» Input material
◇ ◇ ◇ ◇ ◇ ◇ ◇
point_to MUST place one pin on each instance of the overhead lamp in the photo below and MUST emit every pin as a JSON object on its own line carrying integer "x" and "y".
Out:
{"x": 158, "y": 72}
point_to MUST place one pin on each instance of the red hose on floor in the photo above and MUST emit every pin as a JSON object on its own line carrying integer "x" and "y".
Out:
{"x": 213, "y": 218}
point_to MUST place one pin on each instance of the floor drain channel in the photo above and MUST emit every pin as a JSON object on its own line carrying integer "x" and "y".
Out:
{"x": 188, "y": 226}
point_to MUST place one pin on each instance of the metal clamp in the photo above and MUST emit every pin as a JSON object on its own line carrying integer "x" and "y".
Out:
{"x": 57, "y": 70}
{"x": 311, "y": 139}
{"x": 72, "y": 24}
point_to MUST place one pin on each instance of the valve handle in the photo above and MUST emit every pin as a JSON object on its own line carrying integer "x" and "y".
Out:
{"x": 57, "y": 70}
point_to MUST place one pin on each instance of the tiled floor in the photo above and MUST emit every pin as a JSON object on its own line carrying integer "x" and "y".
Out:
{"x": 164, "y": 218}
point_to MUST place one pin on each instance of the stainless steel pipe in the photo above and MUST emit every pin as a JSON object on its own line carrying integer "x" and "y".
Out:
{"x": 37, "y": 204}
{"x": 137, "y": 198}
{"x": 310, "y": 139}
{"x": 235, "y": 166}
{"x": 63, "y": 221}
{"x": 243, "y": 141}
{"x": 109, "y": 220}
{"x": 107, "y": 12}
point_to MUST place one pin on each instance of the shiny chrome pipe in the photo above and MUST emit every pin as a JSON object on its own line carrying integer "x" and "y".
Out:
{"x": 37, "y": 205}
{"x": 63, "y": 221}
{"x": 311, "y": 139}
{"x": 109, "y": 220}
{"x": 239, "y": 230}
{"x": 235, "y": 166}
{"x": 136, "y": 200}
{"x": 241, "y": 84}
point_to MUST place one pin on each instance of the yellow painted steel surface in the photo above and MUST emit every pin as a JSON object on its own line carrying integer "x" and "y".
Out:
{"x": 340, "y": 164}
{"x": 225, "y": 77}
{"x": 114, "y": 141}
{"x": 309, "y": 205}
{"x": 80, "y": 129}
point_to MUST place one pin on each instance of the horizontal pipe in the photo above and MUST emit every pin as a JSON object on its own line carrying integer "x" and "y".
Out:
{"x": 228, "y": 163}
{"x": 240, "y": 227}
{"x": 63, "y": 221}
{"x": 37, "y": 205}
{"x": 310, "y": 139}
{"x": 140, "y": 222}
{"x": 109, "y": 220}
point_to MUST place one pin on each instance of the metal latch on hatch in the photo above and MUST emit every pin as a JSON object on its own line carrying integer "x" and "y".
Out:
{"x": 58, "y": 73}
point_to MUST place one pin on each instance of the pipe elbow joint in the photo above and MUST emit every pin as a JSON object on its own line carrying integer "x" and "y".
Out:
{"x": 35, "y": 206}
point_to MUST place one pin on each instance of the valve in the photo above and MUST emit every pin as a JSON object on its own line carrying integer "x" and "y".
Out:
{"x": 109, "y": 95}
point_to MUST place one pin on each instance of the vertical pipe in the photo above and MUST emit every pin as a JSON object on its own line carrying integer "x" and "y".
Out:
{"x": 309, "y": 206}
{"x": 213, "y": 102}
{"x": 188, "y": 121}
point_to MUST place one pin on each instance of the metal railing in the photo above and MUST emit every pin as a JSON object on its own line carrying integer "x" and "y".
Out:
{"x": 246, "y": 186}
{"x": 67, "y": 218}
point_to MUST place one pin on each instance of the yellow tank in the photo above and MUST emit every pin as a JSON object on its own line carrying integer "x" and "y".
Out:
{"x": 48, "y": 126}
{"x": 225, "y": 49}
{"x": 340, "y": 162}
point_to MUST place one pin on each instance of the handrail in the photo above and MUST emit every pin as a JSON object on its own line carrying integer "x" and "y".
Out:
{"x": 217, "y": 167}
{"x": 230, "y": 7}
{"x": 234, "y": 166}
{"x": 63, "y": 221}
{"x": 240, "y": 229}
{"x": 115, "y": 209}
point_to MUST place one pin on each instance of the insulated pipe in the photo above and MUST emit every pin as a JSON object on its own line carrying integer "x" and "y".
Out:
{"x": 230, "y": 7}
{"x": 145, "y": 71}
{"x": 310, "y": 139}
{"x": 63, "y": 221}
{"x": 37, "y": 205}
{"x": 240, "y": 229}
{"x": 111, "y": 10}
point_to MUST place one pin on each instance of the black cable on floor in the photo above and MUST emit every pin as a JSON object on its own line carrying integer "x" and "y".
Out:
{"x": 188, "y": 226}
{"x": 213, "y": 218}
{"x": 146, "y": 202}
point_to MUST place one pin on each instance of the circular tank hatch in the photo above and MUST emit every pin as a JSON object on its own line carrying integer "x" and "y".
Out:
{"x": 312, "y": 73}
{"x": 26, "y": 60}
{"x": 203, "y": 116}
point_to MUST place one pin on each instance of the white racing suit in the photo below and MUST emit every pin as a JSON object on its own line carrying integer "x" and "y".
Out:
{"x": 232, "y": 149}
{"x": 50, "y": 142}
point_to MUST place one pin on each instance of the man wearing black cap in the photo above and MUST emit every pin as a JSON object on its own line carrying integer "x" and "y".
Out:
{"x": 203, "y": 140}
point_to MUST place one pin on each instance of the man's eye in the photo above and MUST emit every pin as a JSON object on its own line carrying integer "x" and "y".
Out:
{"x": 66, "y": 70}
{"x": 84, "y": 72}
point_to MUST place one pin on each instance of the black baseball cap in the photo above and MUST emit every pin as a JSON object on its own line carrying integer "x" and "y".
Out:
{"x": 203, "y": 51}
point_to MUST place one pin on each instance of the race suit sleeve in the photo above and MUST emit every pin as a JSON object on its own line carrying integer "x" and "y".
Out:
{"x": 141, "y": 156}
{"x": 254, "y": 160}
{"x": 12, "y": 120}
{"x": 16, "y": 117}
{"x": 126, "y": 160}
◇ ◇ ◇ ◇ ◇ ◇ ◇
» Task to complete
Could you reproduce the lines above, from the one that holds "point_to MUST place one pin on each instance of the race" through the last, exactly as they stand?

» Solution to this exercise
point_to MUST place one pin on each instance of the race suit sleeve in the photo above and MUST emit every pin as a JSON object on its own line carrying integer "x" and "y".
Out:
{"x": 141, "y": 156}
{"x": 254, "y": 160}
{"x": 12, "y": 120}
{"x": 16, "y": 117}
{"x": 126, "y": 160}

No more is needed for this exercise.